__Document extract__:
===============

|See Also||Botanical Monographs|
Fenugreek (Trigonella foenum-graecum) is used to treat a number of conditions ranging from skin conditions, to diabetes to digestive conditions. To explore the characteristics, medicinal uses and prescribing considerations of this herb in more detail, check out the references indicated., 
- Common Names: Fenugreek, Foenugreek
- Family: Fabaceae (Leguminasae)
- Habitat: Trigonella foenum-graecum is native to southern Europe, norther Africa, and Asia, but is now cultivated elsewhere. It prefers to grow in open areas.
- Parts Used: Seeds, fresh leaves
- Constituents: mucilage (up to 30%), alkaloids, volatile oil, saponins, flavonoids, fixed oil (8%), protein, lecithin, vitamins, minerals, choline
- Medicinal Actions: expectorant, demulcent, tonic, bitter, carminative, galactagogue, anti-inflammatory gastrointestinal, hypolipidaemic, orexigenic, emollient, anti-inflammatory, nourisher, oxytocic, vulnerary
Trigonella foenum-graecum was used to induce childbirth in ancient Egypt. Dioscorides used it for all types of gynecological problems.

===============

__Data to examine__:
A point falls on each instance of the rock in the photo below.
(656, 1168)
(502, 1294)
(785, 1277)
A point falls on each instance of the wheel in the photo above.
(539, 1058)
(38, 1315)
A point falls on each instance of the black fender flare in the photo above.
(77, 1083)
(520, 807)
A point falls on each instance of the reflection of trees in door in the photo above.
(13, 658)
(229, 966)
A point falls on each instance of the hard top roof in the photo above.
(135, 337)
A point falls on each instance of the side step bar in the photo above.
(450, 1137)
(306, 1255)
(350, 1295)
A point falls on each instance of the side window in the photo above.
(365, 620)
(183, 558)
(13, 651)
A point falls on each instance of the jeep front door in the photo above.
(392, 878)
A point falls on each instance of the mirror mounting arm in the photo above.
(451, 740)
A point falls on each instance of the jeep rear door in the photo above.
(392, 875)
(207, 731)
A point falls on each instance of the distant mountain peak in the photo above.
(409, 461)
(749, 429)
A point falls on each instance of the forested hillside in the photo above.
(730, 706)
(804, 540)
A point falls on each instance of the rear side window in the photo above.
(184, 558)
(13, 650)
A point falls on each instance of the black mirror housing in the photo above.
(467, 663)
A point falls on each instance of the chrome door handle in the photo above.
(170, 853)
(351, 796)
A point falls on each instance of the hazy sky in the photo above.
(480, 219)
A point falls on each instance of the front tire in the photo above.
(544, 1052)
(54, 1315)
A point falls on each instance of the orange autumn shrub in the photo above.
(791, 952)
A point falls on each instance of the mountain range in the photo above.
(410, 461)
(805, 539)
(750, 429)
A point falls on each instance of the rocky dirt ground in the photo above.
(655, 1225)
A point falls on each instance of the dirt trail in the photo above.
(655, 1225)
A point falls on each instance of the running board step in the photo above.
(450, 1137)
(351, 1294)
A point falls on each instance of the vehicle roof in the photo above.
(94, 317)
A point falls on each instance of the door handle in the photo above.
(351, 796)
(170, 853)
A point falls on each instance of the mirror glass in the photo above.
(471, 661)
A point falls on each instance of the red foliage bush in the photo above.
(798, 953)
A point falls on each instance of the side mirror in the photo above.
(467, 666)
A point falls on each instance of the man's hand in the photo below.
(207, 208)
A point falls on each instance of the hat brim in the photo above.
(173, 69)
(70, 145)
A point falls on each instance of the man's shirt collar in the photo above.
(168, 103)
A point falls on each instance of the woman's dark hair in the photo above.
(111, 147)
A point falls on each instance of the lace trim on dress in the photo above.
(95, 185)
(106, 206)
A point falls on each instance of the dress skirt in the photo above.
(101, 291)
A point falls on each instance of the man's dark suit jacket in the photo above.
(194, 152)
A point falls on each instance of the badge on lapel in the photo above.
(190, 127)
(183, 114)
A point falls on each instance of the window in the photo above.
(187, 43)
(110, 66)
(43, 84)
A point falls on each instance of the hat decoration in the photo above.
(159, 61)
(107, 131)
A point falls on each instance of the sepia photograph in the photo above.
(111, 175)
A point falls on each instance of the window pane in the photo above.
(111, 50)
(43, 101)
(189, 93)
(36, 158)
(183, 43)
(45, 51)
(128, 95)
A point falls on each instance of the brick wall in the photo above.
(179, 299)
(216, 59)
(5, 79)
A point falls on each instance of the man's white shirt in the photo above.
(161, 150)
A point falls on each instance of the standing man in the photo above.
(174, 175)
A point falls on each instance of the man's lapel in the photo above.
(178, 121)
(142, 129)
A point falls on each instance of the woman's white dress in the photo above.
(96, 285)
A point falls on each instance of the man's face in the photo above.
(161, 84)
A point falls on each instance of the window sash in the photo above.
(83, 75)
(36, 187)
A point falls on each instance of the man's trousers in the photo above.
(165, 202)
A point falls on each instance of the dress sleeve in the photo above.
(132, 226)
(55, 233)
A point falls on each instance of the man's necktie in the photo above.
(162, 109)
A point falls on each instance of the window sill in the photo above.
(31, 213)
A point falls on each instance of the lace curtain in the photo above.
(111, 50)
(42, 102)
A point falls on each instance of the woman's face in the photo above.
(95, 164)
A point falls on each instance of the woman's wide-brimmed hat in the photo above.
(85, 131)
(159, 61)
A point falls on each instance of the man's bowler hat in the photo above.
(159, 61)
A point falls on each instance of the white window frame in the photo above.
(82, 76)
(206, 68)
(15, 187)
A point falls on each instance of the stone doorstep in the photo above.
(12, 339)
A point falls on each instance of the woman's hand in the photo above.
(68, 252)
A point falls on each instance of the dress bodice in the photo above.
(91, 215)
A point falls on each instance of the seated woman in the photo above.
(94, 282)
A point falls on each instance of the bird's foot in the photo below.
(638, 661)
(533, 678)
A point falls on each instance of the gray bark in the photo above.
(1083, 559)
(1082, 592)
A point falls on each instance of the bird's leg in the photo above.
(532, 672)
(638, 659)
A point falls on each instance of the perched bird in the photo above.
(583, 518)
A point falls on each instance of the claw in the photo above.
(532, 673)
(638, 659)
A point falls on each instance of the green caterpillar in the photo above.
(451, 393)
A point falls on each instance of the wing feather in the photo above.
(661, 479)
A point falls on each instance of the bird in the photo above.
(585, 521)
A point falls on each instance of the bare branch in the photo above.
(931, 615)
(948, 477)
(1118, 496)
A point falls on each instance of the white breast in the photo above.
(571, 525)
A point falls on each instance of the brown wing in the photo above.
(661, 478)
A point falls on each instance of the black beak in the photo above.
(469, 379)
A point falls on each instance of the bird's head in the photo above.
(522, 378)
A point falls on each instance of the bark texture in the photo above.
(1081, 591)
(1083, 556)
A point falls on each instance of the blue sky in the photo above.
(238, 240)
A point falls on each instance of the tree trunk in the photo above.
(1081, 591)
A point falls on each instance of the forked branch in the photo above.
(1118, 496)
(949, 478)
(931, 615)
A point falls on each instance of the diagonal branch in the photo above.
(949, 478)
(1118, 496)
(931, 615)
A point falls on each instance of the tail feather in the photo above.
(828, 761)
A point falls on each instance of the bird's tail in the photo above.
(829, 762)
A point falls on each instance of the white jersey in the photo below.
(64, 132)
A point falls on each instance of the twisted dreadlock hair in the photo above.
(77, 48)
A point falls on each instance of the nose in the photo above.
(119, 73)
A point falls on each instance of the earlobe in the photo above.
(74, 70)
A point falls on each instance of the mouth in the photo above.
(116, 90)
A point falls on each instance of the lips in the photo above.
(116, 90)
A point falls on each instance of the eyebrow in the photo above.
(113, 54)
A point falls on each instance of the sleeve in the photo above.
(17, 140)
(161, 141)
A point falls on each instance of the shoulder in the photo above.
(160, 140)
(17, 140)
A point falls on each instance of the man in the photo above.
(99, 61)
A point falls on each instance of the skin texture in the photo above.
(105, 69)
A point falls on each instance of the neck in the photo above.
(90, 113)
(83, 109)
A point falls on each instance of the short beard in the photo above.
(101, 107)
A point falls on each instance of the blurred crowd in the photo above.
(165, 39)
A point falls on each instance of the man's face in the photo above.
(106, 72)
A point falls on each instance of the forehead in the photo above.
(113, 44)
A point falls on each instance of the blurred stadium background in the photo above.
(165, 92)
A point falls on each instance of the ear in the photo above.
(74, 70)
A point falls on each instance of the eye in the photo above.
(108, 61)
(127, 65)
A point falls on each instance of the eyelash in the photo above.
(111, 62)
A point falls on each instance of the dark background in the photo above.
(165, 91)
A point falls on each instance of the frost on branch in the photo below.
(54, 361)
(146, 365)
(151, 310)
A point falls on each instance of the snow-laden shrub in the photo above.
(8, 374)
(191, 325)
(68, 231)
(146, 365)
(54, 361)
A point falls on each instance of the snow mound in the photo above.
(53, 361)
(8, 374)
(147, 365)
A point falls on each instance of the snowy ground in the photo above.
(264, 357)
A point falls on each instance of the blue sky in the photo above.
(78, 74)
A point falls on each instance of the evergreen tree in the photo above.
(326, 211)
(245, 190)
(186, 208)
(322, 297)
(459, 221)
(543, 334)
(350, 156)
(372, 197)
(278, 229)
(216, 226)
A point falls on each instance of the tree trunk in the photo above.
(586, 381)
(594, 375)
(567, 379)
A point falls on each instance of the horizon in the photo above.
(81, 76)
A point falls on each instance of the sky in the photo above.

===============

__Tasks and exercises__:
[A] From the fenugreek monograph, reproduce the text between "- Habitat: Trigonella" and "of gynecological problems.", inclusive.
[B] Answer these questions from the fenugreek monograph:
(i) To which plant family does fenugreek belong?
(ii) Which parts of the plant are used?
(iii) What was Trigonella foenum-graecum used for in ancient Egypt?
[C] Translate this sentence from the fenugreek monograph into Spanish: "Trigonella foenum-graecum was used to induce childbirth in ancient Egypt."

__Set of answers__:
[A]
- Habitat: Trigonella foenum-graecum is native to southern Europe, norther Africa, and Asia, but is now cultivated elsewhere. It prefers to grow in open areas.
- Parts Used: Seeds, fresh leaves
- Constituents: mucilage (up to 30%), alkaloids, volatile oil, saponins, flavonoids, fixed oil (8%), protein, lecithin, vitamins, minerals, choline
- Medicinal Actions: expectorant, demulcent, tonic, bitter, carminative, galactagogue, anti-inflammatory gastrointestinal, hypolipidaemic, orexigenic, emollient, anti-inflammatory, nourisher, oxytocic, vulnerary
Trigonella foenum-graecum was used to induce childbirth in ancient Egypt. Dioscorides used it for all types of gynecological problems.

[B]
(i) Fabaceae (Leguminasae)
(ii) Seeds and fresh leaves
(iii) To induce childbirth

[C] Trigonella foenum-graecum se utilizaba para inducir el parto en el antiguo Egipto.